● Stated task: Please report every line in the items below that contains the word "tree", copying each such line in full.

● Raw data:
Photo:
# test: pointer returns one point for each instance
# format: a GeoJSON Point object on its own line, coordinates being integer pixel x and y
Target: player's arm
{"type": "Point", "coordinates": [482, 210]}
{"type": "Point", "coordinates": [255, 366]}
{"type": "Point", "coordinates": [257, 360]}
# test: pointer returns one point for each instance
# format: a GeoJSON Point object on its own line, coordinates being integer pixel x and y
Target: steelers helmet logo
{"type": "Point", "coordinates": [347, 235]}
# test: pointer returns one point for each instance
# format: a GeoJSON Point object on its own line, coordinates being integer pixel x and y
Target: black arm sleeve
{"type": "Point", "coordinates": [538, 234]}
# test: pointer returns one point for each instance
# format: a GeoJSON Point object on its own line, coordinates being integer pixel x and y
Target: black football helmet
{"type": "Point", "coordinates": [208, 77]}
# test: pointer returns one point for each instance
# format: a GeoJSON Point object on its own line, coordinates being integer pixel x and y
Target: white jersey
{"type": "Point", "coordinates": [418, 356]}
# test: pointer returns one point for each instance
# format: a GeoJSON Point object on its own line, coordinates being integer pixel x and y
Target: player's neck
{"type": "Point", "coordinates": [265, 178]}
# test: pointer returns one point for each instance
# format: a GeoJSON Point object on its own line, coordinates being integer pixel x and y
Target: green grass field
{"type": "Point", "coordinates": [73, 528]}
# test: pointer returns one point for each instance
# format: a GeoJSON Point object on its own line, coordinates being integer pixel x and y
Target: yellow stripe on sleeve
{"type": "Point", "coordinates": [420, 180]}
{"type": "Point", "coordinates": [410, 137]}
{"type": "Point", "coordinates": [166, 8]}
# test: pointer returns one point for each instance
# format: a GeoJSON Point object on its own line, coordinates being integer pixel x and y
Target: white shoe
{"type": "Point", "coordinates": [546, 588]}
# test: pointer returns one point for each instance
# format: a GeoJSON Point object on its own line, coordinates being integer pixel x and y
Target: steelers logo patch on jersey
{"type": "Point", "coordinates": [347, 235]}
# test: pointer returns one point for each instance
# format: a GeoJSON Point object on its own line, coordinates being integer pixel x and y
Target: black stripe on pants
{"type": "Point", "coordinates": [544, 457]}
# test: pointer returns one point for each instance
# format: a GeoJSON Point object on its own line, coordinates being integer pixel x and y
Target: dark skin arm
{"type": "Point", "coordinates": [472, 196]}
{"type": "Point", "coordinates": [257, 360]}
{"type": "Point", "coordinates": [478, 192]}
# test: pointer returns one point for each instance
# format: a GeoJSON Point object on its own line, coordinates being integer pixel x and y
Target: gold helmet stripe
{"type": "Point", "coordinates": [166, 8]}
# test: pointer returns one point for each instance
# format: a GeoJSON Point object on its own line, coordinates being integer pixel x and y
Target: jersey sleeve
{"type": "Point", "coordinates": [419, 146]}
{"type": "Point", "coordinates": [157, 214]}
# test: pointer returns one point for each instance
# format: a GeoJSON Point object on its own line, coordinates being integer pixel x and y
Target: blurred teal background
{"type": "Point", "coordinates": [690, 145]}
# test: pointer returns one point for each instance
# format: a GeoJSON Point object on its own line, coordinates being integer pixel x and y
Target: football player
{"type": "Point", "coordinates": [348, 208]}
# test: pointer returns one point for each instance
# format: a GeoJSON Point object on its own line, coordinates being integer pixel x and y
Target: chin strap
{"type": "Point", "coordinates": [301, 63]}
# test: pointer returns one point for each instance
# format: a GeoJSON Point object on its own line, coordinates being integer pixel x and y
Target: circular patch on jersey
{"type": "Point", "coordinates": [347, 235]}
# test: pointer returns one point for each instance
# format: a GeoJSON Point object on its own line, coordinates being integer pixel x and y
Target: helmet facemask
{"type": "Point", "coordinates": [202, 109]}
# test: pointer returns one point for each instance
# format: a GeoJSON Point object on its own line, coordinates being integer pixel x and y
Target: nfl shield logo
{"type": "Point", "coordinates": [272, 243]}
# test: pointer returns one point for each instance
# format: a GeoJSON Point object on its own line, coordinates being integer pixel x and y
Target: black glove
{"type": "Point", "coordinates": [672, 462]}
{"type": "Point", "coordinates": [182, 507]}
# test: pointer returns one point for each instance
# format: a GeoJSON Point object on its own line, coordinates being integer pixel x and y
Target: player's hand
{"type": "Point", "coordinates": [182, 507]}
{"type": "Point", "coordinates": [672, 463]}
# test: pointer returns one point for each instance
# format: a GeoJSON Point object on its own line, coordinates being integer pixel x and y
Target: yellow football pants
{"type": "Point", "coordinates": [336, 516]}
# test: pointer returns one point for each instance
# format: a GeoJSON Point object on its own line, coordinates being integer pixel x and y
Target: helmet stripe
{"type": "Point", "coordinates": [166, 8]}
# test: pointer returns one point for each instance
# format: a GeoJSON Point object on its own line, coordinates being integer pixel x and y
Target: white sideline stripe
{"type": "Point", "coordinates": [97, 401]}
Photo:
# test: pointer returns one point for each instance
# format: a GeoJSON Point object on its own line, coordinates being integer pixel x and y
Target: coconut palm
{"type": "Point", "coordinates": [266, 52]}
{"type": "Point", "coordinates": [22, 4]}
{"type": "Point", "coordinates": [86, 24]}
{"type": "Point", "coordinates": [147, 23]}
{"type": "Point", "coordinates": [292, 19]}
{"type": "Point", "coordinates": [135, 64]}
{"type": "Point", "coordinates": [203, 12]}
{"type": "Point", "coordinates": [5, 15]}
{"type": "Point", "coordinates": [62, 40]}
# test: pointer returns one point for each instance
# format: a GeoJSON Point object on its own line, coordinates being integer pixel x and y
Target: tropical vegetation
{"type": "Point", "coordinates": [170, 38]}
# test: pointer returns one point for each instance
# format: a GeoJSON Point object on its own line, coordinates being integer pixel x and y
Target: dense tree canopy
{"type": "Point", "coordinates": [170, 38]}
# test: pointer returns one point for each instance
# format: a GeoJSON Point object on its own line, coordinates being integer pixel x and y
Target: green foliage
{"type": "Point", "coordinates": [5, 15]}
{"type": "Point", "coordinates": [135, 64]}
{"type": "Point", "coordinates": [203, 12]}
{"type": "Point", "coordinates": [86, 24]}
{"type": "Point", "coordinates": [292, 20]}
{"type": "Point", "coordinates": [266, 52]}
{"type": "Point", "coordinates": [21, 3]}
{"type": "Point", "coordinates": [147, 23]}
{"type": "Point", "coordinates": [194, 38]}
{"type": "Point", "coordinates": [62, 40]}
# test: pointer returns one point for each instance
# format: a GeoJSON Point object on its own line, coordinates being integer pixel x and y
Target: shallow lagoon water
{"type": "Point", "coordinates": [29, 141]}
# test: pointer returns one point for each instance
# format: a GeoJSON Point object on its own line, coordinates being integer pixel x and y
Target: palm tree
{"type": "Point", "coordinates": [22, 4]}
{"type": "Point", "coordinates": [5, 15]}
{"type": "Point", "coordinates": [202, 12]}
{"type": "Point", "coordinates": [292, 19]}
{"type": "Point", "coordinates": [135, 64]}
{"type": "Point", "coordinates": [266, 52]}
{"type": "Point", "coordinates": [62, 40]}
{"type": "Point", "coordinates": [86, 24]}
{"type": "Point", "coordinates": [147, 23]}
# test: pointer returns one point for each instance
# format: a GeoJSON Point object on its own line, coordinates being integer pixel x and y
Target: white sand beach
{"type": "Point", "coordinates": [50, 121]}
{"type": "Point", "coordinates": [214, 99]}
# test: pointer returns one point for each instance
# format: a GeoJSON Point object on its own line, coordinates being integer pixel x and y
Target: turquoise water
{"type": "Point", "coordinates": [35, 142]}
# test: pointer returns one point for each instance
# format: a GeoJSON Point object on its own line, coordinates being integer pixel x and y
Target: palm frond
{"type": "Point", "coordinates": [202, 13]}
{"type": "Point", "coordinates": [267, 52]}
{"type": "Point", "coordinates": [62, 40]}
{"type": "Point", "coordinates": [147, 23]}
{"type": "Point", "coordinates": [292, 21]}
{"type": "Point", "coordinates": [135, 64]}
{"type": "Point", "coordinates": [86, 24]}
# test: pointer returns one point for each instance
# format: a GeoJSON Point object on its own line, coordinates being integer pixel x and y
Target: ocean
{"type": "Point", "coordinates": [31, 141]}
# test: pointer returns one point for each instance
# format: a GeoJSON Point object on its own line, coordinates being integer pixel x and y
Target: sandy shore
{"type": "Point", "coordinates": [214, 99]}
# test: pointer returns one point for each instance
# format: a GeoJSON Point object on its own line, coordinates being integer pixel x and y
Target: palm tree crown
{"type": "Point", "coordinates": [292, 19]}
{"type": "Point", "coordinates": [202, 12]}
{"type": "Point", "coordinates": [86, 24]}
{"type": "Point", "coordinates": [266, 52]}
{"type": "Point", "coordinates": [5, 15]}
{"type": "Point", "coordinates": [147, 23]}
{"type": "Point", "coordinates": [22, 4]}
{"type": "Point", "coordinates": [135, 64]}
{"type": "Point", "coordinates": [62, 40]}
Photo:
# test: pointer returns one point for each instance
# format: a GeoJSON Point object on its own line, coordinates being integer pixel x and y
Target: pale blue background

● In response:
Target: dense tree canopy
Target: palm tree
Target: palm tree crown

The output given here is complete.